Historique
La 130. Panzer-Lehr-Division est une division blindée allemande de la Seconde Guerre mondiale. Formée début 1944 à partir d’éléments issus des écoles de l’arme blindée allemande pour repousser le débarquement allié attendu à l’Ouest, son premier engagement se déroule en Hongrie lors de l’opération Margarethe. Elle revient en France moins d’un moins avant le Débarquement en Normandie et prend ses quartiers dans l’Eure près de Chartres. Troisième division blindée allemande engagée en Normandie après la 21. Panzer-Division et la 12. SS-Panzer-Division, elle ne parvient jamais à jouer le rôle offensif qui devait être le sien. Prenant de plein fouet le choc du bombardement aérien au lancement de l’opération Cobra, elle parvient à s’échapper de la poche de Falaise / Trun / Chambois puis à se replier sur le Westwall. Elle y joue un rôle défensif important face aux premières avancées américaines au-delà de l’Our puis en Lorraine et dans la Sarre. Lors de l’opération Wacht am Rhein / Herbstnebel dans les Ardennes, elle perd plus de deux jours à percer les premières lignes américaines tout comme les autres unités de la 5. Panzer-Armee et de la 6. Panzer-Armee. Ratant l’opportunité de s’emparer de Bastogne avant l’arrivée de la 101st US Airborne Division, elle se retrouve vite bloquer dans son avance vers la Meuse. Parvenant à se replier avant d’être encerclée par l’offensive alliée en tenaille, elle combat ensuite en Hollande et sur le Rhin en Allemagne. Elle disparait finalement encerclée dans la poche de la Ruhr.

Mise sur pied
Depuis l’abandon de l’opération Seelöwe et le lancement des préparatifs opérationnels de l’opération Barbarossa, la priorité militaire allemande est donnée au front soviétique. Les échecs successifs (notamment Moscou, Caucase, Stalingrad, Koursk) et l’impossibilité de redresser favorablement la situation en faveur du III. Reich ne permettent pas de relâcher la pression sur les besoins en matériels et en hommes, bien au contraire.
A partir du second semestre 1943, la menace se précise également sur les autres fronts. Suite à l’abandon de l’Afrique du Nord, la Sicile puis la péninsule italienne sont directement visées par les Alliés. Mais tout porte à croire que le débarquement décisif se déroule sur les côtes en face de la Grande-Bretagne. Il n’est dès lors plus question de continuer à ponctionner les moyens stationnés à l’ouest de l’Europe. Le 3 novembre 1943, Adolf HITLER signe sa directive n°51 qui fixe le cadre du renforcer des moyens militaires sur ce théâtre d’opérations. L’Atlantikwall est concerné, mais pas seulement puisqu’il est également question d’accroître les capacités au sol, sur mer et dans les airs.

## DÉTAIL DE LA TÂCHE
Prolongez le texte sur la Panzer-Lehr-Division à partir de sa dernière phrase. Les enregistrements qui suivent n'ont aucun lien avec le texte.

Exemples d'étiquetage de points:
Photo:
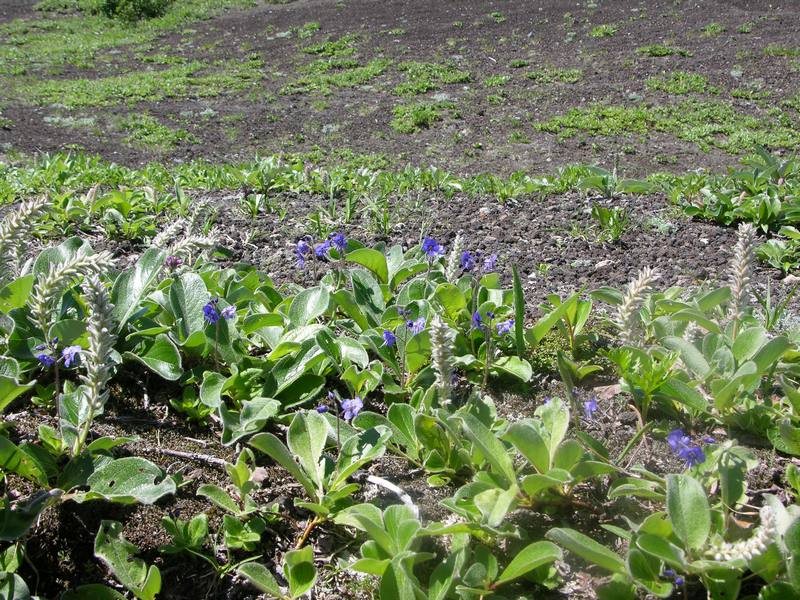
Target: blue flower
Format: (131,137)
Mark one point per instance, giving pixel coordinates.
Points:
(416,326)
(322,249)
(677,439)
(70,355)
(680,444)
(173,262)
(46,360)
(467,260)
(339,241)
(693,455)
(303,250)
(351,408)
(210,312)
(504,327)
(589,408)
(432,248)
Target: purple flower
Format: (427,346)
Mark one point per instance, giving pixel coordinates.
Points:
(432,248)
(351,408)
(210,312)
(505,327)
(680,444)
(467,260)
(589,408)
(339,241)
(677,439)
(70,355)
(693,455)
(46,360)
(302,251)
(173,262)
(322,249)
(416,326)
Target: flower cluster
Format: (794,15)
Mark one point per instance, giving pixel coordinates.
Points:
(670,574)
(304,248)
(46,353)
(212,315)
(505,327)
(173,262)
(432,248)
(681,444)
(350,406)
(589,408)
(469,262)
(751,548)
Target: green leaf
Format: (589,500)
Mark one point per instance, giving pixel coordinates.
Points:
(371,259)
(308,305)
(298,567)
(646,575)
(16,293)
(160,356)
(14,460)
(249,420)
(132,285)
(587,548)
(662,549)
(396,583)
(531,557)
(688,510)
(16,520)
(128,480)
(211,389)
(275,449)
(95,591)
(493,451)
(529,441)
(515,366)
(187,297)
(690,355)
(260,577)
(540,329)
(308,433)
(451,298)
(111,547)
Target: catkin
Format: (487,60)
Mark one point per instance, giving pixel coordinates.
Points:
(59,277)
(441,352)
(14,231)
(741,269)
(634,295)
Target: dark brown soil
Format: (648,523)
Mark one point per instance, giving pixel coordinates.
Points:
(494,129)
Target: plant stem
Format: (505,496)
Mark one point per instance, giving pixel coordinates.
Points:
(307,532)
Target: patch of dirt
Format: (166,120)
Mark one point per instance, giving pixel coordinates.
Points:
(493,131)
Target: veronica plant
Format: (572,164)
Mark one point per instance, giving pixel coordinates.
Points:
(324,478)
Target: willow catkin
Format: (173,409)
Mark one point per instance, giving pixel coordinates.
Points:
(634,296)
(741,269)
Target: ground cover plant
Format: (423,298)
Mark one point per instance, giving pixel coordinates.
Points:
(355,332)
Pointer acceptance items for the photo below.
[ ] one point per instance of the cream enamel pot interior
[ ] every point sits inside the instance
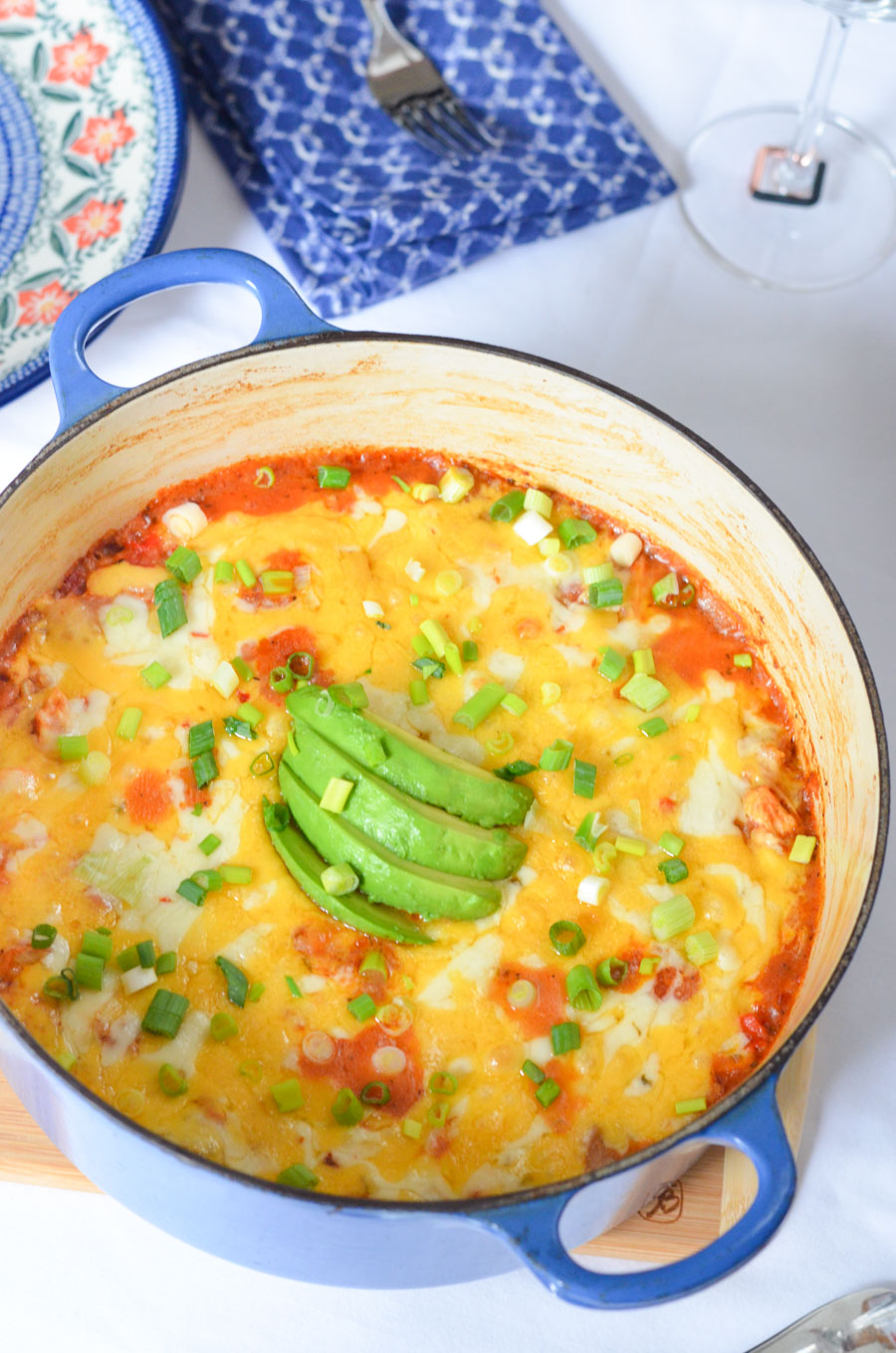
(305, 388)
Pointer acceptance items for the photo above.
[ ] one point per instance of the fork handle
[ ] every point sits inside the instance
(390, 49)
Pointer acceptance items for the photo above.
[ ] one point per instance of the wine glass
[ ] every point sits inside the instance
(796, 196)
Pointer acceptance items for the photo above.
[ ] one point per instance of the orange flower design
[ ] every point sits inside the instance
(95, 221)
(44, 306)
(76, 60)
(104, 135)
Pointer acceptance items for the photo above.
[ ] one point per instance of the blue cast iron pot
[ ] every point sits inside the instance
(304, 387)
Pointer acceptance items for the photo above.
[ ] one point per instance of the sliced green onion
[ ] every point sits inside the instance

## RÉSULTAT DE LA TÂCHE
C’est dans ce cadre qu’est ordonné le 30 décembre 1943 la mise sur pied de la 130. Panzer-Lehr-Division en puisant dans les effectifs présents dans un certain nombre d’écoles situées sur le territoire du Reich et l’Infanterie-Lehr-Regiment 901 qui combat en tant qu’unité indépendante depuis 1941. La zone de rassemblement est fixée en Lorraine et les transferts commencent immédiatement. Elle fait donc partie des divisions blindées allemandes formées dans la deuxième partie du conflit aux dépens du maintien en condition opérationnelle des unités existantes. Elle est cependant bien équipée et dotée de personnels de qualité compte tenu de ses origines.
La constitution des différentes composantes de la division s’effectue dans le contexte de pénurie généralisée en hommes et en moyens de combat qui sévit alors dans l’armée allemande. Ainsi, afin de compléter son régiment de chars, la I./Panzer-Regiment 6 de la 3. Panzer-Division engagée en URSS lui est temporairement attribuée. La 130. Panzer-Lehr-Division récupère ou absorbe également des éléments en provenance d’autres unités.

Hongrie, opération Margarethe
Au milieu de la nuit du 5 au 6 mars 1944, l’état-major de la division reçoit l’ordre de rejoindre la région de Vienne et se mettre sous les ordres du LVIII. Reserve-Korps. Les mouvements se font en chemin de fer et débutent dès le 7 mars 1944. Le trajet prend deux jours. Le 10 mars 1944, l’ensemble des éléments mobilisés arrive à destination.
Le 19 mars 1944, les Allemands déclenchent l’opération Margarethe et pénètrent en Hongrie. La 130. Panzer-Lehr-Division intervient au sein du LVIII. Reserve-Korps aux côtés de la 16. SS-Panzergrenadier-Division, d’éléments de la 5. SS-Panzer-Division et d’unités de support. Partant de la frontière occidentale commune entre le III. Reich et la Hongrie, le LVIII. Reserve-Korps se dirige en direction du secteur de Budapest. L’opération est un succès. La 130. Panzer-Lehr-Division participe aux actions de contrôle puis à différentes manœuvres militaires afin de poursuivre son entrainement.
Le 29 avril 1944, ordre est donné de transférer la division en France pour être mise à disposition de l’OB West. Les premiers convois partent par voie ferrée dès le lendemain 30 avril 1944. La zone de regroupement n’est plus la Lorraine mais le secteur entre Chartres et Le Mans. Les éléments précurseurs arrivent à Chartres le 5 mai 1944. Les dernières unités arrivent le 10 mai 1944.
Dans l’attente du Débarquement allié
Les semaines de mai 1944 sont employées à poursuivre l’entrainement et à reconnaître différents itinéraires que la division pourrait employer en cas d’invasion alliée.
Cependant, début juin 1944, devant la dégradation de la situation en URSS, l’OKW ordonne d’y renvoyer immédiatement la I./Panzer-Regiment 6 auprès de la 3. Panzer-Division. Le premier convoi ferroviaire part le 5 juin 1944…
Dépendant théoriquement de l’OB West, la division ne peut être cependant employée sans l’autorisation de l’OKW que contrôle étroitement Adolf HITLER.
Normandie 1944
Réaction au Débarquement du 6 juin 1944, l’impossible contre-attaque décisive
Le 6 juin 1944, à l’annonce du Débarquement allié, la division suspend immédiatement le départ des prochains convois de la I./Panzer-Regiment 6.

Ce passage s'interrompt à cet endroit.